**Dataset**
** BEGIN **

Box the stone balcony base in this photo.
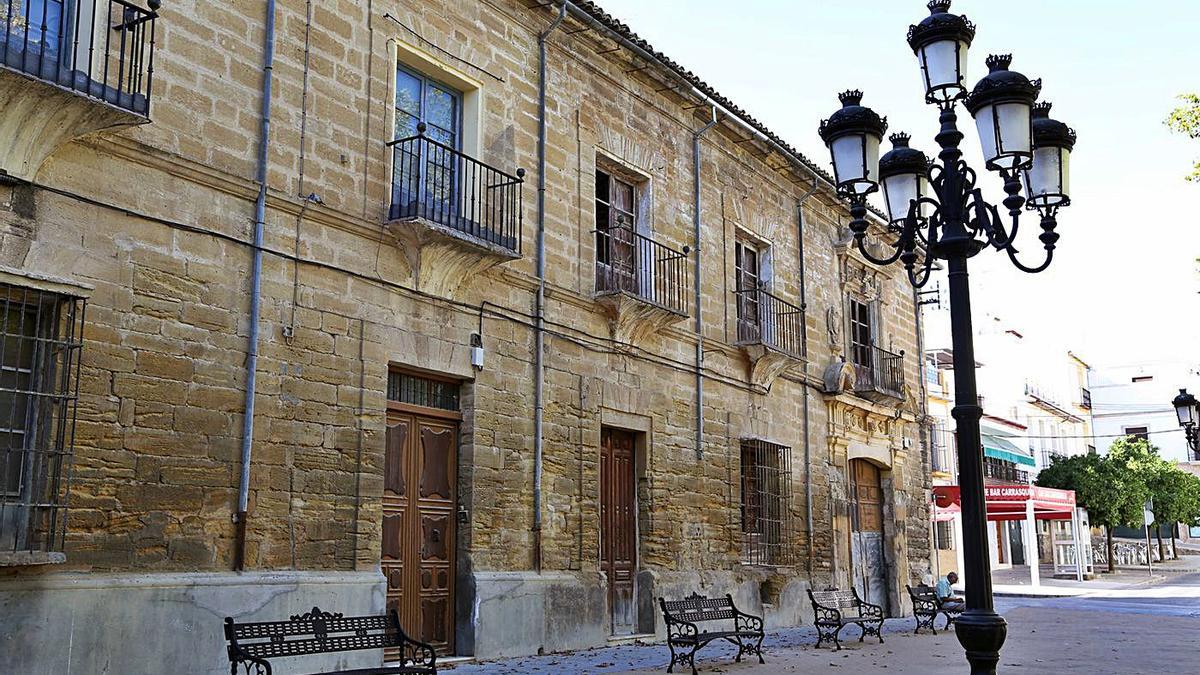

** END **
** BEGIN **

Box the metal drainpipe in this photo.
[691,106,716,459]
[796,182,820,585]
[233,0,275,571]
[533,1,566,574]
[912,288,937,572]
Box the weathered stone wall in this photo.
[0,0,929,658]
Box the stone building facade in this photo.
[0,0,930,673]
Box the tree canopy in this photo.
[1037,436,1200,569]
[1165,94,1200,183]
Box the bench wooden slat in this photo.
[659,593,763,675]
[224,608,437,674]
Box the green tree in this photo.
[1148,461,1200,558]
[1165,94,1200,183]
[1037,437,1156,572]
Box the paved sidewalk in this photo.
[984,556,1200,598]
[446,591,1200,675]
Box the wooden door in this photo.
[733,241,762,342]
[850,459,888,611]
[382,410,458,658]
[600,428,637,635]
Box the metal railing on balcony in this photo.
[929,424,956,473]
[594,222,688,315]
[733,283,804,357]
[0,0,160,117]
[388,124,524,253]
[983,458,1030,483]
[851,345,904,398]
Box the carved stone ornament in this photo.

** END **
** BEGIN **

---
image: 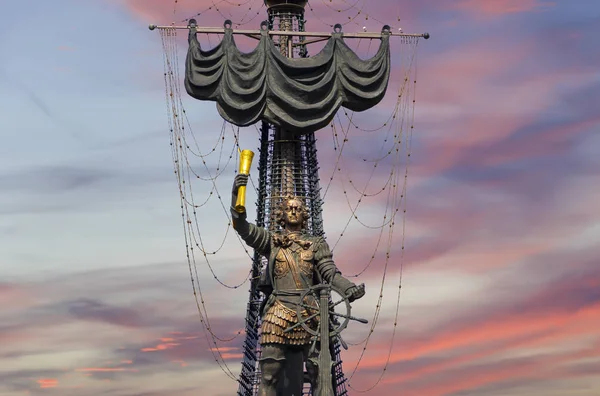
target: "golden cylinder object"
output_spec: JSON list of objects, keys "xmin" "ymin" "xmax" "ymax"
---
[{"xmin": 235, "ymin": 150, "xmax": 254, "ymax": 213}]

** END **

**Problem description**
In the items starting at the line containing "Box the bench wooden slat in this photo." and ending at the line containing "Box the carved stone ornament in this photo.", change "wooden" to "timber" wherever it occurs. Leave everything else untouched and return only those lines.

**Finished answer**
Box the bench timber slat in this photo.
[659,593,763,675]
[224,608,437,674]
Box the green tree in this photo.
[1148,461,1200,558]
[1165,94,1200,183]
[1037,437,1156,572]
Box the paved sidewalk in this photo.
[984,556,1200,598]
[446,591,1200,675]
Box the timber door in this photo.
[733,241,762,342]
[850,459,888,611]
[382,410,458,658]
[600,428,637,635]
Box the metal railing on balcony in this photo.
[929,424,956,473]
[594,222,688,315]
[733,283,804,357]
[0,0,160,117]
[388,124,524,253]
[983,458,1030,483]
[851,345,904,398]
Box the carved stone ornament in this photo.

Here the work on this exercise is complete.